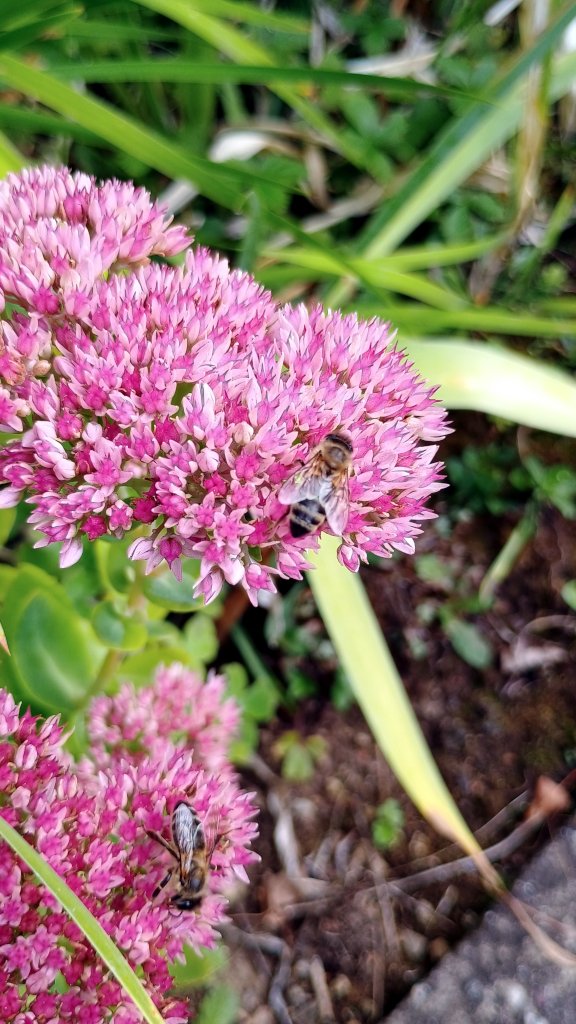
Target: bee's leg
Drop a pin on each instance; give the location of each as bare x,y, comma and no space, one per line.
163,842
161,885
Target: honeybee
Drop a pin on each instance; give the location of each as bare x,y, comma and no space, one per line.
192,853
319,489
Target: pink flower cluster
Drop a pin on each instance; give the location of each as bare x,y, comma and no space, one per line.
178,399
89,822
179,705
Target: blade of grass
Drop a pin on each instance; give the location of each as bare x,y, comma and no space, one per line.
175,70
243,50
409,258
493,380
216,181
461,148
375,276
489,320
93,931
378,689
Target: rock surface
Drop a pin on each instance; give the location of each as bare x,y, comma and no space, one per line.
498,976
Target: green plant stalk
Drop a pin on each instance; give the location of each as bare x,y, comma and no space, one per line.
507,557
251,657
93,931
368,664
10,159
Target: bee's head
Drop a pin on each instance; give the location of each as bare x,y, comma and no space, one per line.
186,901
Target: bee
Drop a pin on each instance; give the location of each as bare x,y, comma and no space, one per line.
319,489
192,853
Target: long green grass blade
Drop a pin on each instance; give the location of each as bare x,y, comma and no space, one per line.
376,275
462,147
490,320
10,159
496,381
467,142
247,13
367,662
94,933
176,70
409,258
217,182
243,50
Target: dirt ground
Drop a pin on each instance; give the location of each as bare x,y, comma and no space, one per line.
330,929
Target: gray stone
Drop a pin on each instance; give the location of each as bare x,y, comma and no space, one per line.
498,975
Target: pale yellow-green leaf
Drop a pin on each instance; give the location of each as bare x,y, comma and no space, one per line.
472,375
367,662
10,158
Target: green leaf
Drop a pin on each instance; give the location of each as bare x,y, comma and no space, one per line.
387,824
199,969
201,638
7,576
461,148
297,765
366,659
139,669
237,678
219,1007
53,652
162,588
260,699
88,925
217,182
489,379
468,642
118,631
569,593
244,745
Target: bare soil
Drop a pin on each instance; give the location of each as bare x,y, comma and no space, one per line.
327,931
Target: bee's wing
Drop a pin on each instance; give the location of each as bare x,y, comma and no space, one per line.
305,482
336,504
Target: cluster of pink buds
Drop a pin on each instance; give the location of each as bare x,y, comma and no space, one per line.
89,822
173,402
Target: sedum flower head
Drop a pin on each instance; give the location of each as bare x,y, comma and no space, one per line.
178,399
178,706
89,823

• **WHAT TO WORK ON**:
Start to finish, write out the data above exactly, omitting all pictures.

• **ANSWER TO THE EXERCISE**:
Target: bee's leg
Drop a pin on each instance; give the location of each as bare x,y, comma and no space, one per line.
163,842
161,885
Target: honeybee
Drop a pin on each instance; give the location of each as bare x,y, comma and no space, one per line.
192,853
319,489
Target: pink flower cluster
Drop a pin on each instance; give the location of each as bare x,y, comma and no space, one per line.
178,399
89,822
179,705
Target: blade of grass
Drop a pin on each instance; give the location of each as bare x,y, comma and no space, one per line.
175,70
243,50
409,258
493,380
216,181
461,148
375,276
489,320
93,931
378,689
Target: rock surface
Drop a pin on each instance; give the location of each as bare x,y, comma and no space, one per line.
498,976
Target: green plant stalk
Drop a pin on each instance; give the location of each as bare x,y, comma and no space, one per line.
507,557
251,657
93,931
368,664
10,159
Target: bee's head
Drop a pin on each instance; give the location of each as bare x,y, comma and no space, one per line.
186,901
Target: bee
Drop a pin on each instance; give the location of each as bare x,y, comma and no space, one per line.
319,489
192,853
Target: long green grass blade
Drop a pin on each instance; give the location of each as bare x,y, comma and no space, one per line.
376,275
462,147
490,320
10,159
496,381
467,142
247,13
367,662
94,933
176,70
409,258
217,182
243,50
Target: dirt ground
Drop a pin on each instance; give the location of each as bare x,y, comma and no space, one per line.
330,929
Target: gray stone
Drop a pin on each instance; give the location of each as bare x,y, comma and no space, one per line.
498,975
Target: pale yellow-green leaf
Drop a pin on each instance; give the location of each as bare x,y, comma and no space, one per line.
472,375
367,662
10,158
Target: green leaf
Drop a pin on each instance; give the location of each as bare x,y, comma and no space, one per line.
387,824
199,969
201,638
7,576
461,148
297,765
366,659
139,669
237,678
219,1007
53,652
162,588
260,699
88,925
217,182
489,379
468,642
118,631
569,593
244,745
Target: bare soil
Drop a pin on each instance; give the location of each as bare x,y, comma and no space, one per line.
327,931
Target: bee's wing
Drop a pin on each instance; give the location of each as bare x,y, comma and no space, one per line.
305,482
336,504
Target: cluster of pink buds
Drop a pin on each instance; give the location of each as bare x,y, comma and no space, one per line.
89,822
173,402
Target: sedum flower head
Drop a pin on each instance; give the location of each as bare x,y, comma and no space, one per line.
178,399
178,706
89,823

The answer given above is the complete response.